A história narra o processo de uma atriz a procura da personagem Martha. A
metalinguagem se inicia com o fato de Bidô, atriz de cinema e teatro, interpretar para a
linguagem cinematográfica, uma atriz em um processo teatral. A partir disso, optei por uma
montagem que evidenciasse essa discussão, intercalando as imagens captadas com trechos de
Elizabeth Taylor no filme. Dessa forma, o foco não foi a construção de uma narrativa num
espaço e tempo nítidos, mas no seguimento em um viés poético, dando intensidade para o
caráter emocional dessa artista que busca em si uma personagem na medida em que divaga
sobre quem é essa personagem que está a construir e que já foi imortalizada pelo cinema.
Escolhi por não nomeá-la, deixando-a representada apenas pelo título do filme –
emblematicamente, uma entidade, personagem eternizada pela sua história no teatro e no
cinema: Martha. Assim, a montagem se utiliza de cortes que nem sempre seguem uma lógica,
já que a proposta busca um tom etéreo, taciturno e poético, para deixar evidente o processo de
23
entrega da atriz para uma personagem tão neurótica. A locação, inclusive, foi a casa da própria
Bidô, possibilitando ainda mais a imersão em sua pessoalidade, gerando também certo caráter
documental para a obra ficcional. Claro que, essas escolhas foram tomadas para dar forma a
um espaço crível de reflexão sobre as relações entre o teatro e o cinema, e não necessariamente
para explorar um método de construção de personagem. Além de imagens e sonoridades de
algumas obras cinematográficas, o curta foi composto também por cenas/imagens/sonoridades
originais do filme de Mike Nichols.

+--

■ TAREFAS:
- A) Liste todos os nomes próprios de pessoas e personagens mencionados no trecho sobre o curta.
- B) Transcreva do trecho sobre o curta a parte que vai de "A história narra" até "imortalizada pelo cinema.".
O material não é necessário para a realização das tarefas.

+--

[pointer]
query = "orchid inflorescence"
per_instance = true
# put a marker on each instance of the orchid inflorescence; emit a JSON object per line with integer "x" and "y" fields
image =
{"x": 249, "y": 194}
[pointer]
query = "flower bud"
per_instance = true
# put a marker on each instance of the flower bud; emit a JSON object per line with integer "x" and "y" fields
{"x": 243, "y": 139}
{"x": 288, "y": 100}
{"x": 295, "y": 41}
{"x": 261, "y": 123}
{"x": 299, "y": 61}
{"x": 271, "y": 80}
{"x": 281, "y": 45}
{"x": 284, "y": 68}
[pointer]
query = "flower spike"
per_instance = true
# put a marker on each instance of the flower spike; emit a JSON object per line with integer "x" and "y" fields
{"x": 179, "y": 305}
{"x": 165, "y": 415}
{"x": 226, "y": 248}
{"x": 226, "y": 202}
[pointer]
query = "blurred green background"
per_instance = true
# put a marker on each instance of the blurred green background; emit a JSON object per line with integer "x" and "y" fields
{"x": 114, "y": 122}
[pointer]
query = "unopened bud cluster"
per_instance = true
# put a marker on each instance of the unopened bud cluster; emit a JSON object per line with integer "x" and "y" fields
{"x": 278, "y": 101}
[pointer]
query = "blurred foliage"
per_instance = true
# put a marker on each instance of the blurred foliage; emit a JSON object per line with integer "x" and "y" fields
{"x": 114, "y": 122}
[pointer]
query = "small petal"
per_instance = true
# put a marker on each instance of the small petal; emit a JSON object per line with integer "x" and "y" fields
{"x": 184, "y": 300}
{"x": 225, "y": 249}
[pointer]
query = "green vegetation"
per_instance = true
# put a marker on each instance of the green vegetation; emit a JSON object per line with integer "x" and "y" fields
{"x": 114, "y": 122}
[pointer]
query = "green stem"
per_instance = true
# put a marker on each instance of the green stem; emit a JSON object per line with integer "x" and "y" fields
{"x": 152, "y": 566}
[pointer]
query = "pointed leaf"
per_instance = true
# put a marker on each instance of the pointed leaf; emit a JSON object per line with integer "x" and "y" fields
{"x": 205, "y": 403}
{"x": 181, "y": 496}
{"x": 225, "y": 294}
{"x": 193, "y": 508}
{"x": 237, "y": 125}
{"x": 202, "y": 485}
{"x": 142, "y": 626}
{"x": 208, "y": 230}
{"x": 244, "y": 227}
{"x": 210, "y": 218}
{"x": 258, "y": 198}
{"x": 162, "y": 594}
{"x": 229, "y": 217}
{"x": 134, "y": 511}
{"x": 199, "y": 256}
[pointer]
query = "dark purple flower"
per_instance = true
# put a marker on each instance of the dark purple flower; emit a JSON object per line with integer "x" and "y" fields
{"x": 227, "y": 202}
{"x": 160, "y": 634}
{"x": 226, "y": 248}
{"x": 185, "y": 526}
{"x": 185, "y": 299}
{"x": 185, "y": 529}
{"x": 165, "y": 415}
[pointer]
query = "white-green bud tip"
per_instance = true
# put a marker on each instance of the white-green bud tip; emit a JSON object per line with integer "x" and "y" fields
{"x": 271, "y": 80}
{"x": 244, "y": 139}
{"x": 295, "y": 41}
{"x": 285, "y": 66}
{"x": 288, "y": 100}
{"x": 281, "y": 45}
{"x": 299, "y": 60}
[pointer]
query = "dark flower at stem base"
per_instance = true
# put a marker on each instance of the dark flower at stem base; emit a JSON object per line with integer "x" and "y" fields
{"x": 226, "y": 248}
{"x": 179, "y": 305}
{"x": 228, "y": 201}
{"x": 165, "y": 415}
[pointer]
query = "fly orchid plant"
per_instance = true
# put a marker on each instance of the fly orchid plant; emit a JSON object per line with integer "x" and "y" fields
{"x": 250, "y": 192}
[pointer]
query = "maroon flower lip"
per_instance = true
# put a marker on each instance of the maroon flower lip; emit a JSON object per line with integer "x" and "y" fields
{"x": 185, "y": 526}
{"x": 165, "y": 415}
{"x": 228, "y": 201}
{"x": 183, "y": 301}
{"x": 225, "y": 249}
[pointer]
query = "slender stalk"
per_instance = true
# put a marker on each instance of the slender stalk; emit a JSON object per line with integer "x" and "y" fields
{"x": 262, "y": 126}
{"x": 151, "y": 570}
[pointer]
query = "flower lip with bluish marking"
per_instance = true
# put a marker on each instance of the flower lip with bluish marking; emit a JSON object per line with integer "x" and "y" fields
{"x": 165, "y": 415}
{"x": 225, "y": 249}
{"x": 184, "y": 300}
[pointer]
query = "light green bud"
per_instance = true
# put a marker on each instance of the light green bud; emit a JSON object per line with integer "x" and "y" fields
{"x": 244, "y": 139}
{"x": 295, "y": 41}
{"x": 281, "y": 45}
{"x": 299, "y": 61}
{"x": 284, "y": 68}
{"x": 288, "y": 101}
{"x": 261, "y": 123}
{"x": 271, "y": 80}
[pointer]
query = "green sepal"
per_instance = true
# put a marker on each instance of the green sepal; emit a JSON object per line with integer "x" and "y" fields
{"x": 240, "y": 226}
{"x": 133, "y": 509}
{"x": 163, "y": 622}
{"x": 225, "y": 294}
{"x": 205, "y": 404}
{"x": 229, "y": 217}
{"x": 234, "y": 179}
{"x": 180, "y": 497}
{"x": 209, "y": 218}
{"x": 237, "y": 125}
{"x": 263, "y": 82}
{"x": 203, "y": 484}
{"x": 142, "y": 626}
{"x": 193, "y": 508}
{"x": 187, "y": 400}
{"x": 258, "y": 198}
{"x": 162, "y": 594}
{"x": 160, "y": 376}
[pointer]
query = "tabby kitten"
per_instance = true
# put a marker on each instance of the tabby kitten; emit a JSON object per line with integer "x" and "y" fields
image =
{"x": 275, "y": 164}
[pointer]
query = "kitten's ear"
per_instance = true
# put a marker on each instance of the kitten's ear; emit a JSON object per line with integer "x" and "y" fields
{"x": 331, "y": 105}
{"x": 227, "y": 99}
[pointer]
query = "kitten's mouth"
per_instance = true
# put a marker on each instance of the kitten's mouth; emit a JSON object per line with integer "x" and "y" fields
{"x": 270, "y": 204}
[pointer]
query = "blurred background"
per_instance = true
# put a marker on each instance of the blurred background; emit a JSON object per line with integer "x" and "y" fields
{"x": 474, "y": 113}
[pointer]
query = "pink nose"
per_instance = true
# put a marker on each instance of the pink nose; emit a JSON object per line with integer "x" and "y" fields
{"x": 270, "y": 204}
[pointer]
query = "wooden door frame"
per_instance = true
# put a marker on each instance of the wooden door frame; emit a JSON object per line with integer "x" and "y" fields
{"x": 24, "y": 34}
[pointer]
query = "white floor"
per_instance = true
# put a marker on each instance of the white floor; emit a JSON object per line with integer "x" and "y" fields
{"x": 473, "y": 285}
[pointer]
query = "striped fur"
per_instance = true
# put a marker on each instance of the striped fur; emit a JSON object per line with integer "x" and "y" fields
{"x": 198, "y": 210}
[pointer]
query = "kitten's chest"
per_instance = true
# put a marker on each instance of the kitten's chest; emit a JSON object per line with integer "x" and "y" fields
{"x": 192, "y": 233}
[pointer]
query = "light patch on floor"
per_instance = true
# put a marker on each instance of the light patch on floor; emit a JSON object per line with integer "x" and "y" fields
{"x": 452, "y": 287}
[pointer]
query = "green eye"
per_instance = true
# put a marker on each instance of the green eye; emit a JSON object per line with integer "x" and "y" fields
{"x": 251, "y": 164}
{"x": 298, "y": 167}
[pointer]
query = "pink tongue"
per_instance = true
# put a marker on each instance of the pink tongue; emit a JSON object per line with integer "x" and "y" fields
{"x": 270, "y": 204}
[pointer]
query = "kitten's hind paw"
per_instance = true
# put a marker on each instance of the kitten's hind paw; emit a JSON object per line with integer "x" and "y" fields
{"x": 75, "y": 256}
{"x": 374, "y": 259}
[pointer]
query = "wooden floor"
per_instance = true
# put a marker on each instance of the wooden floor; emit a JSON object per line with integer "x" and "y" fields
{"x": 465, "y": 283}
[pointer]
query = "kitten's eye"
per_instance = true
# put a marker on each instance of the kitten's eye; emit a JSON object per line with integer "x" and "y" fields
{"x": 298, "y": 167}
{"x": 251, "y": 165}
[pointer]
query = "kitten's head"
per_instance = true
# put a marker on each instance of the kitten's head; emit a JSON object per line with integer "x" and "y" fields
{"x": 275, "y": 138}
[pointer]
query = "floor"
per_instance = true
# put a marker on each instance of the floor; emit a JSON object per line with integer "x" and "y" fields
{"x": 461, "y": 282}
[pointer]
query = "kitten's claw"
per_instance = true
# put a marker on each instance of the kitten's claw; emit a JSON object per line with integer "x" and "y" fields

+--

■ RESPOSTAS POR TAREFA:
- A) Martha, Bidô, Elizabeth Taylor, Mike Nichols

- B)
A história narra o processo de uma atriz a procura da personagem Martha. A
metalinguagem se inicia com o fato de Bidô, atriz de cinema e teatro, interpretar para a
linguagem cinematográfica, uma atriz em um processo teatral. A partir disso, optei por uma
montagem que evidenciasse essa discussão, intercalando as imagens captadas com trechos de
Elizabeth Taylor no filme. Dessa forma, o foco não foi a construção de uma narrativa num
espaço e tempo nítidos, mas no seguimento em um viés poético, dando intensidade para o
caráter emocional dessa artista que busca em si uma personagem na medida em que divaga
sobre quem é essa personagem que está a construir e que já foi imortalizada pelo cinema.